やること 1: 記録の中で、「of the satin」を含む行から記録の最後の行までを、一字も変えずにそのまま書き写してください。

ページ:
2011年06月25日
亡父が編集した「赤穂時事新聞」を手に感慨に浸る山本明さん
赤穂市内の旧家土蔵に残されていた明治後期から昭和前期にかけての古新聞に、戦前の赤穂で発行され、もはや現存しないと思われていたローカル紙が含まれていたことがこのほどわかった。市立図書館にも保管されておらず、当時の街の情勢を知る上で貴重な史料と言えそうだ。
見つかったローカル紙は、「赤穂時事新聞」と「赤穂タイムス」の2紙で、昭和13年1月から2月にかけて発行された計3号分。尾崎で飲食店を経営する冨原利行さん(68)が明治25年2月10日付の「大阪朝日新聞」など日刊紙6紙21号分と合わせて事務所で保管していた。
冨原さんによると、これらの古新聞は今から30年ほど前、尾崎宮本町に当時住んでいた会社役員、松本昭子さん(82)=本水尾町=から譲り受けた。松本さんは塩田地主の家柄で、見つかった新聞は自宅土蔵に祖母の代からあるタンスの中敷きとして使われていた。松本さんも冨原さんも「昔のことが書いてあり、おもしろそう」と捨てなかった。ページの一部に破れや欠損はあるものの、十分読むことができる。

記録一覧:
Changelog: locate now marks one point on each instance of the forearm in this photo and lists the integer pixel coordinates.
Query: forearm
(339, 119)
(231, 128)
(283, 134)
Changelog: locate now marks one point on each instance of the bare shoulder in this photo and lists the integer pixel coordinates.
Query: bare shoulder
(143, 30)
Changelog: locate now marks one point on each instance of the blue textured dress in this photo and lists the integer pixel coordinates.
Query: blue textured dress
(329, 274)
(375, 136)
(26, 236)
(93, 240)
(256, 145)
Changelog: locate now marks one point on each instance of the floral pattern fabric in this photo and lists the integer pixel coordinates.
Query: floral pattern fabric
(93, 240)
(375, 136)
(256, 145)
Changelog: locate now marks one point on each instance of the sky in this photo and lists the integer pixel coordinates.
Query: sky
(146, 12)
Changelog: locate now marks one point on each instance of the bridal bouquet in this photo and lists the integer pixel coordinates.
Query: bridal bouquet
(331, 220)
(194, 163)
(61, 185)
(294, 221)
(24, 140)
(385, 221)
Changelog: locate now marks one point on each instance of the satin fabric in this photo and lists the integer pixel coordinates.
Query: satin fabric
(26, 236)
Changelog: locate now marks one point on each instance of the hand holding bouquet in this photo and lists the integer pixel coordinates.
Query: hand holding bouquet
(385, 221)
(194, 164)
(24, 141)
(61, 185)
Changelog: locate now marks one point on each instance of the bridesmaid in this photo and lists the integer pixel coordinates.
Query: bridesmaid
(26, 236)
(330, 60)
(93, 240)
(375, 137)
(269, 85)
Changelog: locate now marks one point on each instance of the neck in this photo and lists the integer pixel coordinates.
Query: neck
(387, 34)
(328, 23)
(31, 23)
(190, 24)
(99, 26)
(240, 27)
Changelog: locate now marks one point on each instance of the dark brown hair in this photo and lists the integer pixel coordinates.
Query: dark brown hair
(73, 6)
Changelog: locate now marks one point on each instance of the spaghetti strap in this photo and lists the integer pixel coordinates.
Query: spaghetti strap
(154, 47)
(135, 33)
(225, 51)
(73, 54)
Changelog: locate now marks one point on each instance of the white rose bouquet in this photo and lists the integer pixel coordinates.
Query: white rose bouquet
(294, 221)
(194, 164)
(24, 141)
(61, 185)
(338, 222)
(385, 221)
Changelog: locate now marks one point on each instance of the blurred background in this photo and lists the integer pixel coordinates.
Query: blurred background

やること 2: 古新聞の記事に名前が出てくる新聞を、すべて挙げてください。

正解 1:
Changelog: locate now marks one point on each instance of the satin fabric in this photo and lists the integer pixel coordinates.
Query: satin fabric
(26, 236)
Changelog: locate now marks one point on each instance of the hand holding bouquet in this photo and lists the integer pixel coordinates.
Query: hand holding bouquet
(385, 221)
(194, 164)
(24, 141)
(61, 185)
Changelog: locate now marks one point on each instance of the bridesmaid in this photo and lists the integer pixel coordinates.
Query: bridesmaid
(26, 236)
(330, 60)
(93, 240)
(375, 137)
(269, 85)
Changelog: locate now marks one point on each instance of the neck in this photo and lists the integer pixel coordinates.
Query: neck
(387, 34)
(328, 23)
(31, 23)
(190, 24)
(99, 26)
(240, 27)
Changelog: locate now marks one point on each instance of the dark brown hair in this photo and lists the integer pixel coordinates.
Query: dark brown hair
(73, 6)
Changelog: locate now marks one point on each instance of the spaghetti strap in this photo and lists the integer pixel coordinates.
Query: spaghetti strap
(154, 47)
(135, 33)
(225, 51)
(73, 54)
Changelog: locate now marks one point on each instance of the white rose bouquet in this photo and lists the integer pixel coordinates.
Query: white rose bouquet
(294, 221)
(194, 164)
(24, 141)
(61, 185)
(338, 222)
(385, 221)
Changelog: locate now marks one point on each instance of the blurred background in this photo and lists the integer pixel coordinates.
Query: blurred background

正解 2:
赤穂時事新聞
赤穂タイムス
大阪朝日新聞